STATED EXERCISE - List, unchanged, each line of the data below that contains the string "woman".

-- Start RECORD SET --

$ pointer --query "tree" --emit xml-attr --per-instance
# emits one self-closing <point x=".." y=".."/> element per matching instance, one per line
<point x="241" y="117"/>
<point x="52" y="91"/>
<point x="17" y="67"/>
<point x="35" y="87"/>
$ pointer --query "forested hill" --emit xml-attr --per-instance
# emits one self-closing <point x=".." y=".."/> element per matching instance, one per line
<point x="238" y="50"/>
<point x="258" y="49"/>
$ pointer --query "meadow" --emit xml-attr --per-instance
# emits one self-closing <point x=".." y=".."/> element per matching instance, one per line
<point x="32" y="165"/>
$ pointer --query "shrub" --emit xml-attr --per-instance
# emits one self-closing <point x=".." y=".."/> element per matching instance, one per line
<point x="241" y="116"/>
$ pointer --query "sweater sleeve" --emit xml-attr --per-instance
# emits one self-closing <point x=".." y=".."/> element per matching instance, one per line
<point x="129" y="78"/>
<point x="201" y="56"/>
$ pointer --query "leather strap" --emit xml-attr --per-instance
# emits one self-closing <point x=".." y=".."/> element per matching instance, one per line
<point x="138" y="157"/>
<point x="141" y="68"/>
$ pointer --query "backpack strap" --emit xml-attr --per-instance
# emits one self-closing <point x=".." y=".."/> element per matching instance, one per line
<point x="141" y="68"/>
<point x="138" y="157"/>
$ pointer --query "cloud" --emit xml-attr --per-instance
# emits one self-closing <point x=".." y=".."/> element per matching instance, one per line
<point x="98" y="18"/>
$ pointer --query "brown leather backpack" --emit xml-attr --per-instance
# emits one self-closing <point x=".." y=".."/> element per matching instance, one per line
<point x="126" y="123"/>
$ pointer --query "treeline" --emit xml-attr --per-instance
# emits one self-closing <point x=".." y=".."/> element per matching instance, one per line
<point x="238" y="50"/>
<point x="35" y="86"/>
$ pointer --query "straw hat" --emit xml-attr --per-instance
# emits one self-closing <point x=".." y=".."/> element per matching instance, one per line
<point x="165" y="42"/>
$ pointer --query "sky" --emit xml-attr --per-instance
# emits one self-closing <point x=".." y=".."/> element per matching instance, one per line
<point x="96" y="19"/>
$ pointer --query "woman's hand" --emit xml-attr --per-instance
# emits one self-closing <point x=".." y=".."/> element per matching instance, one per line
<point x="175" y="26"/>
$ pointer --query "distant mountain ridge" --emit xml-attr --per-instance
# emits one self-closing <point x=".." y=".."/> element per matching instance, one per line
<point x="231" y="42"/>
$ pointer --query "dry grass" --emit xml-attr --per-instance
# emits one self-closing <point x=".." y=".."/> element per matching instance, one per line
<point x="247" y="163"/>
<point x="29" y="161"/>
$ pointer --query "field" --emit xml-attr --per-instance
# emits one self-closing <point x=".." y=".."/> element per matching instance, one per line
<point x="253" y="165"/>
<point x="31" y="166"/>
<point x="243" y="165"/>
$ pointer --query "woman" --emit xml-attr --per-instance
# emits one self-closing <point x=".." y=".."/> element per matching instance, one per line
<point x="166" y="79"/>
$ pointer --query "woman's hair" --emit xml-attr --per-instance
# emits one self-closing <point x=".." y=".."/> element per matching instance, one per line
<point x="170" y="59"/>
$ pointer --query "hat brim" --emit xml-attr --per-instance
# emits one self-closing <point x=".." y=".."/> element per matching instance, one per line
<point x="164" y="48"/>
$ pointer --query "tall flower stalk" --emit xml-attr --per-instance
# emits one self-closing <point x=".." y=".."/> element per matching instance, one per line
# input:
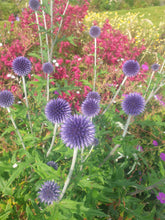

-- End RECORD SET --

SOLUTION FOR THIS EXERCISE -
$ pointer --query "woman's hand" --emit xml-attr --per-instance
$ pointer --query "woman" --emit xml-attr --per-instance
$ pointer --query "woman's hair" --emit xml-attr --per-instance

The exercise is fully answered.